Für einen CSU-Politiker ist Manfred Weber überraschend gemäßigt. Keine Bierzelt-Sprüche, keine Provokationen, nichts als Äußerungen, denen fast jeder zustimmen kann: Sichere EU-Außengrenzen – wer will die nicht? Ein Europa, das niemanden abhängt – ja, klar. Selbst für die Forderung, die EU-Beitrittsverhandlungen mit der Türkei abzubrechen, braucht man heute keinen Mut mehr. Integrativ nennt man das oder, in Webers eigenen Worten: Brückenbauer sein. Das ist nichts Schlechtes. Mehr noch, wer Kommissionspräsident werden will, muss ausgleichend und ein Mann der Mitte sein.

Aber es reicht nicht. In ruhigeren Zeiten wäre einer wie Manfred Weber sicher keine schlechte Wahl. Aber die Zeiten sind für die Europäische Union heute so unruhig und bedrohlich wie vielleicht niemals zuvor in ihrer Geschichte. Die EU wird überall infrage gestellt. Rechtspopulisten dürften bei der Europawahl im kommenden Frühjahr nochmals deutlich zulegen. Großbritannien steigt ganz aus. Die Regierung in Italien schert sich einen Dreck um Brüsseler Haushaltsvorgaben. Polen und Ungarn verletzen genau die europäischen Werte, die Weber hochhalten will. Ja, Webers "Brückenbauer"-Fähigkeiten gehen so weit, dass er den Dialog mit Ungarns Ministerpräsident Viktor Orban aufrecht erhalten will, der ganz offiziell das Ziel einer "illiberalen Demokratie" ausgerufen hat. Wie will so jemand glaubwürdig für die europäische Idee werben?

Christoph Hasselbach
DW-Redakteur Christoph HasselbachBild: DW/M.Müller

Stubb wäre der bessere Kandidat

Manfred Weber erklärt sich aus seinem politischen Werdegang. Er ist von der bayerischen gleich in die Europapolitik gegangen und hat es dort im Europaparlament bis zum EVP-Fraktionsvorsitzenden gebracht. Er hat Berlin sozusagen übersprungen. Er hatte nie ein Regierungs- oder Ministeramt, nicht einmal in Bayern. Abgesehen vom Brüsseler Betrieb hat er auch keine internationale Erfahrung vorzuweisen, von Sprachkenntnissen außer Englisch ist nichts bekannt. Solche Karrieren schärfen nicht unbedingt den Blick für die Machtverhältnisse in der EU, wo nach wie vor die Mitgliedsstaaten den Ton angeben.

______

## AUFGABEN
[a] Schreibe aus dem Text über Manfred Weber den Abschnitt ab, der mit den Worten „Für einen CSU-Politiker“ beginnt und mit „der Mitte sein.“ endet. Ersetze darin „Kommissionspräsident“ durch „Ratspräsident“.
[b] Prüfe, ob die folgenden Aussagen mit dem Text über Manfred Weber übereinstimmen. Antworte jeweils mit Ja oder Nein und zitiere die entscheidenden Worte des Textes: (i) Weber hatte in Bayern ein Ministeramt inne. (ii) Großbritannien tritt vollständig aus der EU aus. (iii) Weber möchte den Dialog mit Viktor Orban fortführen.
[c] Bis zu welchem Amt hat es Weber laut dem Text über Manfred Weber im Europaparlament gebracht?

## VORLIEGENDE DATEN
______

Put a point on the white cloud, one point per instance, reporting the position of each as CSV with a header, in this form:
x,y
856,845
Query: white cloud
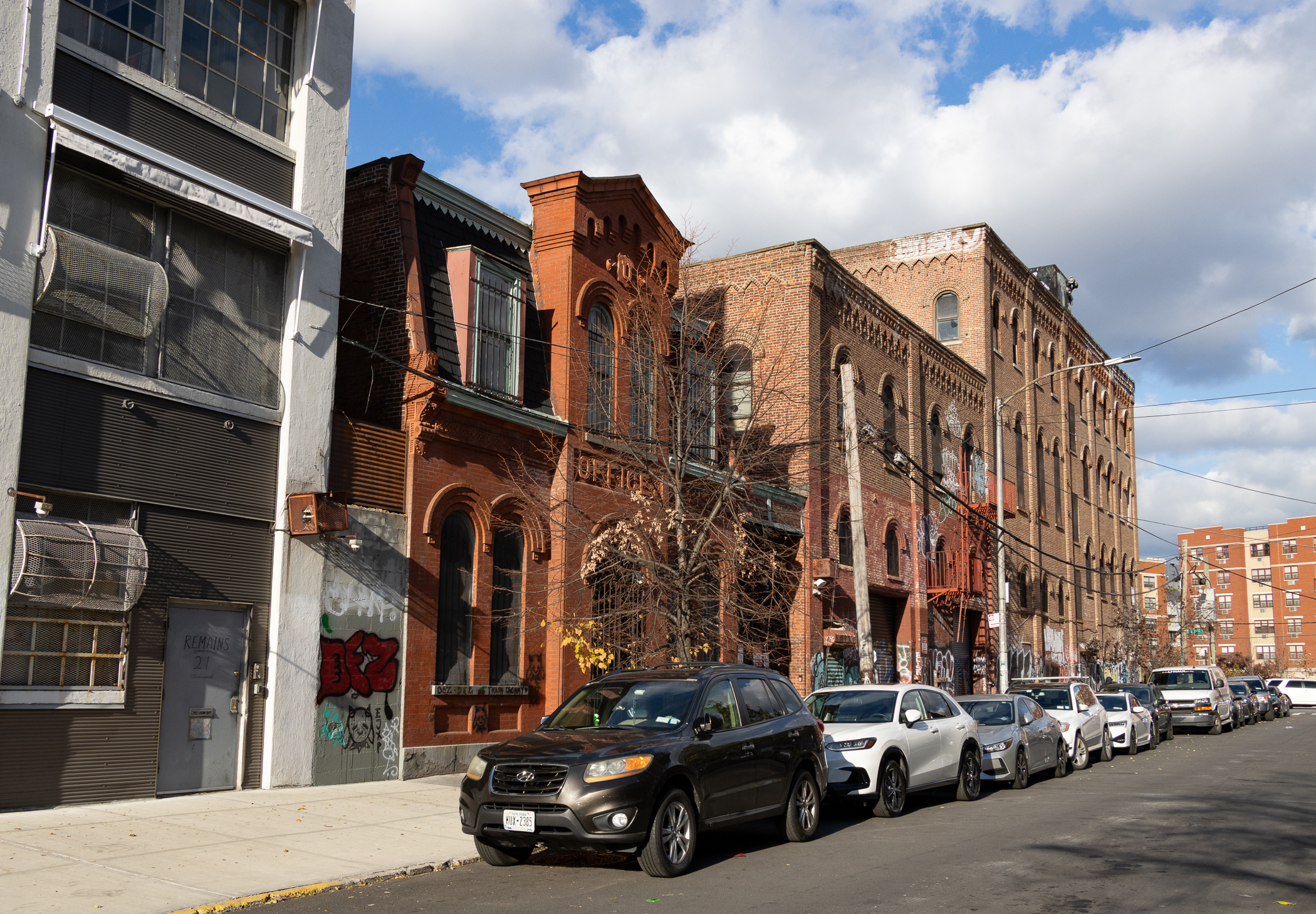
x,y
1170,171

______

## LÖSUNGEN
[a]
Für einen CSU-Politiker ist Manfred Weber überraschend gemäßigt. Keine Bierzelt-Sprüche, keine Provokationen, nichts als Äußerungen, denen fast jeder zustimmen kann: Sichere EU-Außengrenzen – wer will die nicht? Ein Europa, das niemanden abhängt – ja, klar. Selbst für die Forderung, die EU-Beitrittsverhandlungen mit der Türkei abzubrechen, braucht man heute keinen Mut mehr. Integrativ nennt man das oder, in Webers eigenen Worten: Brückenbauer sein. Das ist nichts Schlechtes. Mehr noch, wer Ratspräsident werden will, muss ausgleichend und ein Mann der Mitte sein.

[b]
(i) Nein: „Er hatte nie ein Regierungs- oder Ministeramt, nicht einmal in Bayern.“
(ii) Ja: „Großbritannien steigt ganz aus.“
(iii) Ja: „dass er den Dialog mit Ungarns Ministerpräsident Viktor Orban aufrecht erhalten will“

[c] Bis zum EVP-Fraktionsvorsitzenden.